Your task: How many lines of the listing below contain the word "pineapple"? Reply with the number alone.

*** Material for the task ***

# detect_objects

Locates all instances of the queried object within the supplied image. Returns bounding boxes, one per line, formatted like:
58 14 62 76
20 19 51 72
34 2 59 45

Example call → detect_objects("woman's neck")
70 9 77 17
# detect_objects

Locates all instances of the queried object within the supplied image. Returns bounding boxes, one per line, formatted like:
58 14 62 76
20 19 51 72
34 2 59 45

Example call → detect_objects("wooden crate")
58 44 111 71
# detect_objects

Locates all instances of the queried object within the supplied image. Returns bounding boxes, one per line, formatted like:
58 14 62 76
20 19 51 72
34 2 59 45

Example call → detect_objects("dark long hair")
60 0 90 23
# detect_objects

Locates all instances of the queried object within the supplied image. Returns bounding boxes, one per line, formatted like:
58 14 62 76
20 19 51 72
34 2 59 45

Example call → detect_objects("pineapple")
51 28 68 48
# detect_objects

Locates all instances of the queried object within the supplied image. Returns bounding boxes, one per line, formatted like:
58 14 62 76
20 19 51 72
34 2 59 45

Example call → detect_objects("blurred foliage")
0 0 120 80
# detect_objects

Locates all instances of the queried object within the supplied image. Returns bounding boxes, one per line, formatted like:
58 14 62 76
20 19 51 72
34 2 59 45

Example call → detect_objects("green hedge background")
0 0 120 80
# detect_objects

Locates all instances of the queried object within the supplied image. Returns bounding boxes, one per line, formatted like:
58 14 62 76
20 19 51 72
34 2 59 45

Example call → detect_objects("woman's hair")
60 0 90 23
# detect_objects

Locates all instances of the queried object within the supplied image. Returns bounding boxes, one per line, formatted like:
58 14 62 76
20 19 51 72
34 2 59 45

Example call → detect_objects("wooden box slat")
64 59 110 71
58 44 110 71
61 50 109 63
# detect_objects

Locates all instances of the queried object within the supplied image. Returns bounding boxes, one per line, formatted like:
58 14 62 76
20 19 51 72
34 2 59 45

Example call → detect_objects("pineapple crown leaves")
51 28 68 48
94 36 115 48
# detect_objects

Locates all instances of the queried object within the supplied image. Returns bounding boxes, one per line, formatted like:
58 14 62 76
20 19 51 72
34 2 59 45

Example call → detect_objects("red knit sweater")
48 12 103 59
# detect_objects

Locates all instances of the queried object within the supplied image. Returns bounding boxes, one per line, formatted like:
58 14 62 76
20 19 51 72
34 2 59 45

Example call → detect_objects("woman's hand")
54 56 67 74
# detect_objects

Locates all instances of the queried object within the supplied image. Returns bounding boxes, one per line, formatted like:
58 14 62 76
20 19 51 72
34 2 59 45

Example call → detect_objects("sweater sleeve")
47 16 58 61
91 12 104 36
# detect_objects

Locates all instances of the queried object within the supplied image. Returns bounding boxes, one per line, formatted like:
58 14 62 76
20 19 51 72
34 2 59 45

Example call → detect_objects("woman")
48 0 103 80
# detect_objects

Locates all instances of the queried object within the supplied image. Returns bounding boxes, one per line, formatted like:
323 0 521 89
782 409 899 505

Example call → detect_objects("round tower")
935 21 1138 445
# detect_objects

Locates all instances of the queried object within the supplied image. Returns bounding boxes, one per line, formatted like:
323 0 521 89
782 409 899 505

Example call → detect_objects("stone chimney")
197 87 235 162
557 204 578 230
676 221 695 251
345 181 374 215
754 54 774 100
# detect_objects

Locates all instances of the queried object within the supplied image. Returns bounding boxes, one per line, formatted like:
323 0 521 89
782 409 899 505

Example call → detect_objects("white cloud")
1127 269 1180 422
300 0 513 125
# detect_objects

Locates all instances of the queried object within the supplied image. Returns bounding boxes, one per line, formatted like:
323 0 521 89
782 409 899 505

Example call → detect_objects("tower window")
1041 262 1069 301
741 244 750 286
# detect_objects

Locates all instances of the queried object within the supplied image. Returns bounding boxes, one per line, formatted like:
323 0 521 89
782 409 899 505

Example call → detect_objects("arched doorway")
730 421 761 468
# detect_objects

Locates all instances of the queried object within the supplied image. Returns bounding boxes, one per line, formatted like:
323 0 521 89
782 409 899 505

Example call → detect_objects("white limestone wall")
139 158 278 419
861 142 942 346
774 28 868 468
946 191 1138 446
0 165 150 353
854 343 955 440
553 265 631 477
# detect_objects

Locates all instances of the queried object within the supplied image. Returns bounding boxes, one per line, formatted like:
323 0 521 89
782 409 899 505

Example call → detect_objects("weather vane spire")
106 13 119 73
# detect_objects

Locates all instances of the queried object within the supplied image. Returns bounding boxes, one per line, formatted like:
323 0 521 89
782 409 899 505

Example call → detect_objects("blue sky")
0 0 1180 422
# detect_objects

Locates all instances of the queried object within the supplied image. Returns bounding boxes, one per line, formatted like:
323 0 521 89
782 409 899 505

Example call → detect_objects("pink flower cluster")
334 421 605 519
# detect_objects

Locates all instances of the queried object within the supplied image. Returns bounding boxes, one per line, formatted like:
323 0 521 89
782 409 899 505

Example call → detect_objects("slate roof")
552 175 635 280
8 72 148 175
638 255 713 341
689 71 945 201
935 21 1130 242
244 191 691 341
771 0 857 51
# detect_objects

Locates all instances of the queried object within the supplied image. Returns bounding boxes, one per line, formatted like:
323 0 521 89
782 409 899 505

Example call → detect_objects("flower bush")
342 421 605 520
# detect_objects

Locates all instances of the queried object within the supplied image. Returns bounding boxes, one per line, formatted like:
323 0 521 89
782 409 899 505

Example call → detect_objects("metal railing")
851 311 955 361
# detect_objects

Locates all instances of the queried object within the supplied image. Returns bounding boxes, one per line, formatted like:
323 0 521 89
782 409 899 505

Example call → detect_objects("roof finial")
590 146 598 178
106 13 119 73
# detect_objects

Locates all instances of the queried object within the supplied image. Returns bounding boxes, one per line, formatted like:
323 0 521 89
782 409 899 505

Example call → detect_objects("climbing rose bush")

***

Task solution: 2